Required work =>
(a) Please list the kinds of settings where the 3daysofdesign article says new and refreshed products are debuted.
(b) According to the 3daysofdesign article, why are the modular platforms of Vestre's UNITY collection made with both metal and treated wood?

Given passage =>
>>>>

What We Discovered at 3daysofdesign 

From the reimagined use of wood to a renewed focus on modularity and a continued refinement of mushroom-based materials, Copenhagen’s annual design event brought forth numerous innovations.

Copenhagen’s constantly improving infrastructure is the model of sustainable future-proofing, but so is its ever-compelling contribution to the architecture and furniture design. Though closely tied to their rich modernist heritage—one already centered on the rational and responsible use of readily available natural materials—long-established and newcomer brands, rooted here or nearby, aren’t resting on their laurels. They’re constantly putting forth new solutions.  

A culture of historically informed reinvention is reflected in 3daysofdesign, an annual event that blankets the compact city with temporary activations, making good use of different settings. New and refreshed products are debuted in re-contextualized storefronts, museums, palaces, cafes, private residences, and even parks. It’s a far cry from the disorganized mayhem and over-saturation that has begun to infiltrate its counterpoint, Milan’s Salone del Mobile.  

Evident in the following product releases, common threads at this year’s edition—June 18-20—included a reassessment of modularity—components that are easily removed to be replaced or upcycled; systems adaptable to different conditions. Several brands and material suppliers demonstrated how they’re re-evaluating the viability of wood as a regenerative material. Others revealed the unexpected potential of mycelium and textiles. Some even explored how furniture could be configured to better facilitate wellness.  

After Series by Michael Anastassiades for Fritz Hansen
Aifunghi, a new design brand from the Netherlands, debuts at Material Matters. Photo Credit: Robin Noordam

Modular Magic

Norwegian outdoor furniture brand Vestre is at the forefront of sustainability, both in the significant reduction of the embodied carbon involved in manufacturing and the circularity of its products. Building on that rigorous commitment, the company chose—with stunning effect—to debut the new UNITY outdoor bench collection within the recently completed Opera Park—impressively designed by local architecture firm Cobe Architects. Deftly conceived by German landscape architect Nikolai Soyka, the new offering consists of modular platforms—produced using both metal and treated wood to account for different weather conditions—that can facilitate everything from sitting to lounging and playing. The “kit of elements” design can serve as a playscape when introduced into a schoolyard. The universal, architectonic forms—defined by gentle angular pitches—can take on a myriad of functions while remaining sturdy. The benches can be configured in innumerable arrangements depending on the constraints of any given location.  

Another strong example of interchangeability is the new RASTERS office cabinet and paravent system developed by Belgian design duo Muller Van Severen and Brussels-based architecture firm OFFICE KGDVS for Spanish producer BD Barcelona. Rendered in sustainable materials—naturally varnished solid beech and durable powder-coated steel—the collection builds on the tried-and-true industrial grid as a fundamental type of armature. RASTERS debuted at a new offsite event Other Circle—which focused on showcasing the more avant-garde and interdisciplinary through-lines currently permeating contemporary design.

<<<<

Provided data =>
>>>>

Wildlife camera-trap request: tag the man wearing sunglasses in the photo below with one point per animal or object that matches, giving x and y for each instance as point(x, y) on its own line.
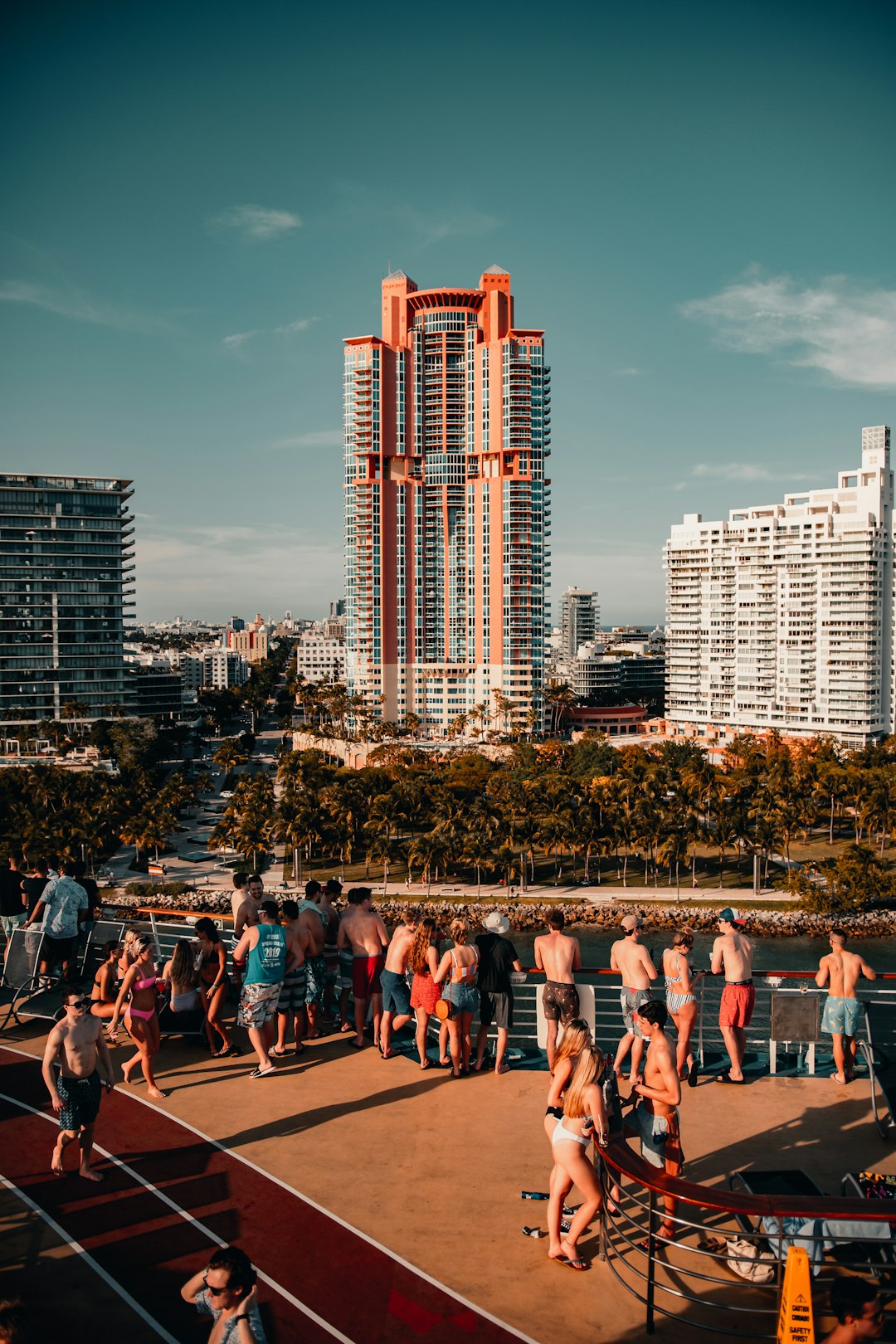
point(226, 1291)
point(77, 1049)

<<<<

Expected responses =>
(a) Re-contextualized storefronts, museums, palaces, cafes, private residences, and parks.

(b) The platforms use both metal and treated wood to account for different weather conditions.